## Raw data
— begin —

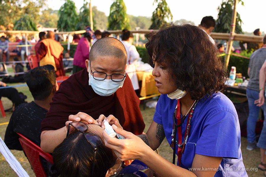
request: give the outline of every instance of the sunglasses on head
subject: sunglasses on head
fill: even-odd
[[[84,135],[87,141],[93,148],[94,151],[94,155],[93,156],[93,165],[92,176],[93,176],[93,171],[94,170],[94,167],[95,166],[95,157],[96,155],[96,152],[97,148],[102,144],[102,142],[100,137],[94,134],[85,133],[88,130],[87,125],[81,122],[70,122],[68,124],[68,128],[67,129],[67,132],[66,133],[66,137],[69,135],[69,130],[70,126],[72,126],[77,131],[82,133]]]

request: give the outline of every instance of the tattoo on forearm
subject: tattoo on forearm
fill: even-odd
[[[146,135],[138,135],[138,136],[140,138],[144,141],[144,142],[146,143],[146,145],[149,146],[150,146],[149,141],[148,141],[148,138],[147,138],[147,137],[146,136]]]
[[[156,128],[156,138],[159,140],[160,144],[162,143],[165,137],[164,134],[164,130],[163,125],[157,124]]]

— end —

Reproduce the material above line for line, without the pictures.

request: give the outline of every instance of the sunglasses on head
subject: sunglasses on head
fill: even-odd
[[[84,135],[87,141],[93,148],[94,151],[94,155],[93,156],[93,165],[92,176],[93,176],[93,171],[94,170],[94,167],[95,166],[95,157],[96,155],[96,152],[97,148],[102,144],[102,142],[100,137],[94,134],[85,133],[88,130],[87,125],[81,122],[70,122],[68,124],[68,128],[67,129],[67,132],[66,133],[66,137],[69,135],[69,130],[70,126],[72,126],[77,131],[82,133]]]

request: give the outline of every instance of the tattoo on forearm
subject: tattoo on forearm
fill: even-odd
[[[146,135],[138,135],[138,136],[140,138],[144,141],[144,142],[146,143],[146,145],[149,146],[150,146],[149,141],[148,141],[148,138],[147,138],[147,137],[146,136]]]
[[[156,128],[156,138],[159,140],[160,144],[162,143],[165,137],[164,134],[164,130],[163,125],[157,124]]]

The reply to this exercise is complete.